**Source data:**
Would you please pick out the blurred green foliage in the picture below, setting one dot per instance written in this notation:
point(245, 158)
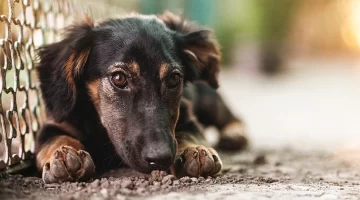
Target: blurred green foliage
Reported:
point(234, 21)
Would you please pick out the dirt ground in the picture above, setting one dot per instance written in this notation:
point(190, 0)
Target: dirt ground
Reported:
point(257, 174)
point(305, 145)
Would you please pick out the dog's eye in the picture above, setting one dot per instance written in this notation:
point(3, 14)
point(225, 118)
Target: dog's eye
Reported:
point(119, 80)
point(173, 80)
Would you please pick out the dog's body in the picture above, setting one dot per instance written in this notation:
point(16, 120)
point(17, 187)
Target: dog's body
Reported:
point(120, 93)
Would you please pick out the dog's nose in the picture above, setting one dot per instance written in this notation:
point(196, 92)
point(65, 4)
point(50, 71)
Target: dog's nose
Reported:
point(160, 159)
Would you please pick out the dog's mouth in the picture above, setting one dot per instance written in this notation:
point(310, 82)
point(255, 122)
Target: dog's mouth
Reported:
point(134, 159)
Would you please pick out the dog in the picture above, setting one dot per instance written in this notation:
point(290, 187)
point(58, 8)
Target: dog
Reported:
point(134, 91)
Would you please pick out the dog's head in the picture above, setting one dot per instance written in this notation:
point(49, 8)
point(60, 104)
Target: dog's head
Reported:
point(133, 70)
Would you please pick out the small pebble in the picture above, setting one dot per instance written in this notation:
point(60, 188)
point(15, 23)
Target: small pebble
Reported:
point(95, 183)
point(127, 183)
point(185, 179)
point(104, 192)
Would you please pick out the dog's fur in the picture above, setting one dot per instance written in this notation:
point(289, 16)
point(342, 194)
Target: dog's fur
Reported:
point(171, 69)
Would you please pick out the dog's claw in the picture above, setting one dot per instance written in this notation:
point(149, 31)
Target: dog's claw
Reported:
point(197, 161)
point(68, 164)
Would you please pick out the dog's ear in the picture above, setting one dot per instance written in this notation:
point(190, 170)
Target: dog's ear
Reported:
point(199, 48)
point(60, 68)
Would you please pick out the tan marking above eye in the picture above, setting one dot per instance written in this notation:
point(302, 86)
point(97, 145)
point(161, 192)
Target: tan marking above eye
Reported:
point(134, 68)
point(93, 88)
point(163, 70)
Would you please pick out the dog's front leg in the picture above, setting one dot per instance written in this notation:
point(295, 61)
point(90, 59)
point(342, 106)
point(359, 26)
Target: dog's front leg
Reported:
point(61, 157)
point(194, 157)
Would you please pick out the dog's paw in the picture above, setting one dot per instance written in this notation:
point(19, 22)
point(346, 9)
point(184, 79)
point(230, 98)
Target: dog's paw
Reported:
point(197, 161)
point(68, 164)
point(233, 137)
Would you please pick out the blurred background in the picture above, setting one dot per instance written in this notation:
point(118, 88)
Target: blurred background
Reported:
point(290, 68)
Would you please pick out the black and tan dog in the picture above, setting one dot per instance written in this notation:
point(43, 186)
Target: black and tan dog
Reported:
point(132, 91)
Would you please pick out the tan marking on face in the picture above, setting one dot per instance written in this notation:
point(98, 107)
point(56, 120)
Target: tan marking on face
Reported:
point(88, 20)
point(73, 67)
point(80, 61)
point(163, 70)
point(93, 88)
point(134, 68)
point(48, 149)
point(69, 72)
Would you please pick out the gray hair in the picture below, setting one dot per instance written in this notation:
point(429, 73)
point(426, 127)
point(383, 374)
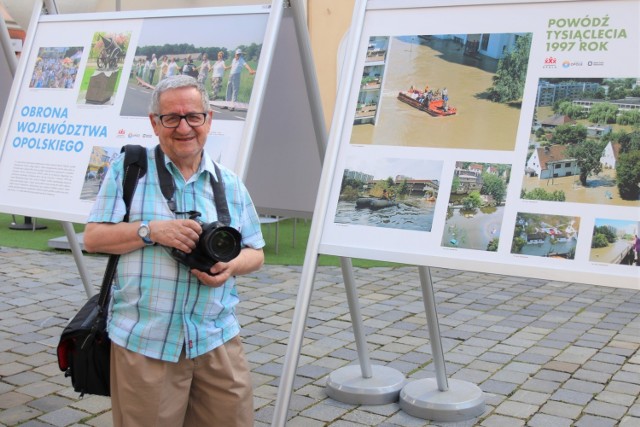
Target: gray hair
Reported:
point(177, 82)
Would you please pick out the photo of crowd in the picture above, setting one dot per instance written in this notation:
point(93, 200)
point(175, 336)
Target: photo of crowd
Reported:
point(56, 67)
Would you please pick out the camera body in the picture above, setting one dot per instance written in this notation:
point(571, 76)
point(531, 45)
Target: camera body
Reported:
point(217, 242)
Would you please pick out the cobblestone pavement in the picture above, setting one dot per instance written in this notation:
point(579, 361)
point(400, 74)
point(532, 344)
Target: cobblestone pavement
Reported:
point(544, 353)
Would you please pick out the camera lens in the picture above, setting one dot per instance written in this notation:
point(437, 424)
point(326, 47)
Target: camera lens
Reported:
point(222, 243)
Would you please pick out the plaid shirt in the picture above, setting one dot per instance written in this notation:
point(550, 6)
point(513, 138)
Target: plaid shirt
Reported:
point(157, 306)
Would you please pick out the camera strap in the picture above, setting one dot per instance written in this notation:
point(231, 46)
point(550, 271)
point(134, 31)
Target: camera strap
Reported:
point(168, 187)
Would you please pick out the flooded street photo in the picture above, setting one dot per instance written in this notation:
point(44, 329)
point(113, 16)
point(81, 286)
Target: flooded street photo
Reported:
point(479, 122)
point(416, 215)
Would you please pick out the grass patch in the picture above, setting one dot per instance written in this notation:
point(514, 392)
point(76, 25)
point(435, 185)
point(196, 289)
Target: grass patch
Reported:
point(292, 236)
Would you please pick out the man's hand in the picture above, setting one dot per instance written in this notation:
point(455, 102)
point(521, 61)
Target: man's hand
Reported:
point(182, 234)
point(217, 275)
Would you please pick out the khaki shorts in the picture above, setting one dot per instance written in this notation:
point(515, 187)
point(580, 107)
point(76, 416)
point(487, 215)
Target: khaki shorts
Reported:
point(211, 390)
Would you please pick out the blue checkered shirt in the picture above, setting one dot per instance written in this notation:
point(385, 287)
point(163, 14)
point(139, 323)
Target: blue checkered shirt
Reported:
point(157, 307)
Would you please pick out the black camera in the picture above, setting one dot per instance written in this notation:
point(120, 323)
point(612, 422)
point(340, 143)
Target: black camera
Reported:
point(217, 242)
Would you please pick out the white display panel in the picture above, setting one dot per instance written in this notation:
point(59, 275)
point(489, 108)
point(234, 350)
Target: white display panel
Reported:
point(62, 126)
point(504, 180)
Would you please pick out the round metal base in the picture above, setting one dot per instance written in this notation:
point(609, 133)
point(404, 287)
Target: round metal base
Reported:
point(349, 386)
point(423, 399)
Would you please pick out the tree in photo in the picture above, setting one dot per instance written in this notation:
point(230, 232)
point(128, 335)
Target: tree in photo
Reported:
point(603, 112)
point(628, 175)
point(587, 154)
point(508, 83)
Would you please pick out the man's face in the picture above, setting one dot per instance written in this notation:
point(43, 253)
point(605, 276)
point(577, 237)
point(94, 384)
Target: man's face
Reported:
point(184, 142)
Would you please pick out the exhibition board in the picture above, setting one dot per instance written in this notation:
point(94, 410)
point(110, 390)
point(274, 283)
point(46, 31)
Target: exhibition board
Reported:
point(504, 133)
point(83, 87)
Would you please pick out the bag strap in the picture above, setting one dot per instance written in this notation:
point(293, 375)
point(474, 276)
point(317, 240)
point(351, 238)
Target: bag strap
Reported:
point(168, 188)
point(135, 167)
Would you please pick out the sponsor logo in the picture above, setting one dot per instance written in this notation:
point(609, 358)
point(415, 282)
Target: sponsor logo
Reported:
point(568, 64)
point(550, 62)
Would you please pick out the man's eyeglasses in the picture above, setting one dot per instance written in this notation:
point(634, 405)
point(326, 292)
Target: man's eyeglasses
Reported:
point(172, 121)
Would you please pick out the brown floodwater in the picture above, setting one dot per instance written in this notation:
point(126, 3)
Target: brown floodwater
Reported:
point(601, 189)
point(479, 123)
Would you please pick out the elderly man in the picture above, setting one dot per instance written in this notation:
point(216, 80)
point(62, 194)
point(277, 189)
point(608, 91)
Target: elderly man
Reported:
point(176, 356)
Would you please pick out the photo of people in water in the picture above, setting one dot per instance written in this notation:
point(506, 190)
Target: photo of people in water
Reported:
point(389, 193)
point(476, 206)
point(445, 90)
point(56, 67)
point(584, 145)
point(102, 75)
point(543, 235)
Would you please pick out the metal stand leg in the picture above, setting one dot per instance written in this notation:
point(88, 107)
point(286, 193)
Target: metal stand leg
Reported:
point(439, 399)
point(363, 384)
point(77, 256)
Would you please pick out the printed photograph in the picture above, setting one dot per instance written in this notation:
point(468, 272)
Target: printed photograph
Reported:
point(103, 72)
point(476, 206)
point(615, 242)
point(224, 60)
point(551, 236)
point(584, 145)
point(389, 193)
point(99, 162)
point(450, 90)
point(56, 68)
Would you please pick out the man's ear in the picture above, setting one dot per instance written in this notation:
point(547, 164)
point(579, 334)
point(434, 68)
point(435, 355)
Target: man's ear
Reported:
point(154, 123)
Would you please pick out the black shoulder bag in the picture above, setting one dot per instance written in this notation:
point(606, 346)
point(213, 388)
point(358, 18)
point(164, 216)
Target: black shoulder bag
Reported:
point(84, 348)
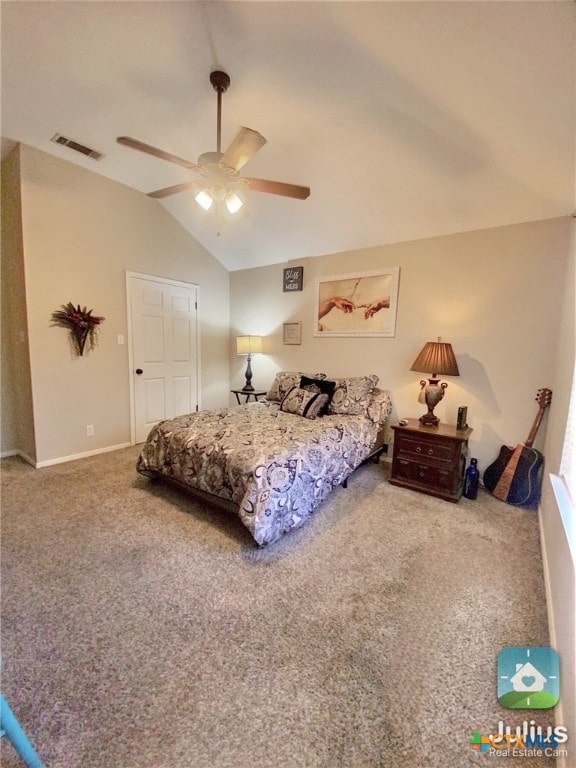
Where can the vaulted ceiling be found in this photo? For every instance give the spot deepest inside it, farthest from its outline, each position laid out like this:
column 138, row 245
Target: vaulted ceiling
column 406, row 119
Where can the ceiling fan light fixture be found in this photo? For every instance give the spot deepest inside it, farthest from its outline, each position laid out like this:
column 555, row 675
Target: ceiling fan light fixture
column 233, row 202
column 204, row 200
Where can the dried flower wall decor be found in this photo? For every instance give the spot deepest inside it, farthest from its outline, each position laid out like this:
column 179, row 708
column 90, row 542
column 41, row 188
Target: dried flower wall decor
column 81, row 323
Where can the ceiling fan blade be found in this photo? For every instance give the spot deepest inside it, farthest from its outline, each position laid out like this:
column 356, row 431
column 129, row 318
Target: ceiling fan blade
column 279, row 188
column 149, row 150
column 243, row 146
column 173, row 190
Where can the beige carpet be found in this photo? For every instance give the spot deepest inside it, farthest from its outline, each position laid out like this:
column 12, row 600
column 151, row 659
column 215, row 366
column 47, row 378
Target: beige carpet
column 140, row 630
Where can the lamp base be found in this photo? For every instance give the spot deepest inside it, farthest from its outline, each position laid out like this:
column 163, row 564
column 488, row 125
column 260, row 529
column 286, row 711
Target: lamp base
column 248, row 386
column 433, row 392
column 429, row 420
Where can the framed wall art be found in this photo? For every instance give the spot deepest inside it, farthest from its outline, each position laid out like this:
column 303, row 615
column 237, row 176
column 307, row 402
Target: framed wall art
column 292, row 333
column 293, row 279
column 357, row 304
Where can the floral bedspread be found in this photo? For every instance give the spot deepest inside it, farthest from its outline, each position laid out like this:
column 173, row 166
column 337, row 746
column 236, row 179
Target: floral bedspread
column 277, row 467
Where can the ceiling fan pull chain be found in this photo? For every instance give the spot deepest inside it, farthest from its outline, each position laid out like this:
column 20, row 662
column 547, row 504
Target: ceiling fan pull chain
column 219, row 122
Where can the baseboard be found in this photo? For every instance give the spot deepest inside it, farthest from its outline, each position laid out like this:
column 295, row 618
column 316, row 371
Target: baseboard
column 6, row 454
column 75, row 456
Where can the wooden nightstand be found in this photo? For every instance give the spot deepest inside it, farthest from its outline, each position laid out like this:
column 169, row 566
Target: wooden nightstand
column 255, row 394
column 430, row 459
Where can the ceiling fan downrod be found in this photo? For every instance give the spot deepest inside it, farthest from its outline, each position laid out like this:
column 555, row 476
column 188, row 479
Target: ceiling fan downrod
column 220, row 82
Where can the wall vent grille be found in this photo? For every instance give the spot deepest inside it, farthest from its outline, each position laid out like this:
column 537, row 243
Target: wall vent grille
column 59, row 139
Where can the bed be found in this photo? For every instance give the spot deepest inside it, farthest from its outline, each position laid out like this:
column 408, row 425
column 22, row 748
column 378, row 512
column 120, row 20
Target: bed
column 273, row 461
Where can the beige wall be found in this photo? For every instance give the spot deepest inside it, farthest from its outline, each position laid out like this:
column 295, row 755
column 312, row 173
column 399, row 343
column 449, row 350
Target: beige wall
column 559, row 565
column 81, row 233
column 17, row 415
column 494, row 294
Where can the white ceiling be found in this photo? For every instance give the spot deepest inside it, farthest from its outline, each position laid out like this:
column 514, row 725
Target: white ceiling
column 406, row 119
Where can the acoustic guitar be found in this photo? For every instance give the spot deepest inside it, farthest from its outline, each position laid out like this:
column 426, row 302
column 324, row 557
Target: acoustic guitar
column 516, row 475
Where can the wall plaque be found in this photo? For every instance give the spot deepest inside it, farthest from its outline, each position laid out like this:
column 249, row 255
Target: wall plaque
column 293, row 279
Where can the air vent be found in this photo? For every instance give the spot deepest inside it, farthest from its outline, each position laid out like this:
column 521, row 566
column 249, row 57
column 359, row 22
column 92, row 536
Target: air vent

**DO THIS:** Edit the part of the listing that opens with the line containing "Would you please pick out the bag" and closes with the line containing "point(135, 167)" by changing "bag strap" to "shoulder strap" and keeping everything else the same. Return only those lines.

**REPLY:**
Would you please pick out the shoulder strap in the picture above, setting one dot per instance written in this notation:
point(293, 375)
point(474, 276)
point(317, 240)
point(351, 238)
Target: shoulder strap
Reported:
point(168, 188)
point(135, 167)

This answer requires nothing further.